No it was not close to collapsing.
Anonymous
Anonymous wrote:
Anonymous wrote:Our healthcare system was very close to collapsing. That is why we did what we did.


No it was not close to collapsing.


In certain areas at certain times, it was. I'm glad I didn't live in NYC in 2020. An earlier lockdown could have saved people there.
Anonymous
Anonymous wrote:
Anonymous wrote:Who is still obsessed and mad over “lockdowns” (which isn’t anything we ever did in this country anyway).


the National Guard wouldn’t let me sit in the park in April 2020.


We moved on. We are in 2023. Almost 2024.
Anonymous
Anonymous wrote:
Anonymous wrote:Our healthcare system was very close to collapsing. That is why we did what we did.


No it was not close to collapsing.


Did you work in the ER during, say, the heights of omicron? Or even December 2020? Because omg. It was not sustainable.
Anonymous
Anonymous wrote:It kept my family safe so I got no issues with it.


My elderly parents and in-laws have never had Covid, thanks in part to the lockdowns, and also because of their own caution. If it hadn't been a national public health precaution, they probably wouldn't have been as careful.
Anonymous
Anonymous wrote:
Anonymous wrote:
Anonymous wrote:Our healthcare system was very close to collapsing. That is why we did what we did.


No it was not close to collapsing.

◆ EXERCISE DESCRIPTION: Write out the lockdown discussion above, word for word, from "the National Guard" up to and including "was not sustainable.".

◆ GIVEN MATERIAL:
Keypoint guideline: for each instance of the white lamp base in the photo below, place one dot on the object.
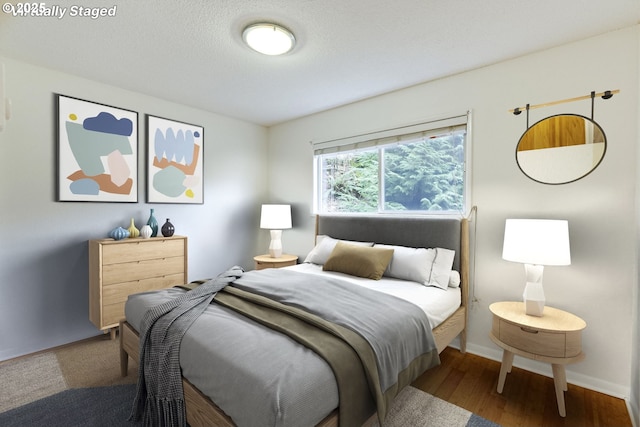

◆ REPLY:
the National Guard wouldn’t let me sit in the park in April 2020.


We moved on. We are in 2023. Almost 2024.
Anonymous
Anonymous wrote:
Anonymous wrote:Our healthcare system was very close to collapsing. That is why we did what we did.


No it was not close to collapsing.


Did you work in the ER during, say, the heights of omicron? Or even December 2020? Because omg. It was not sustainable.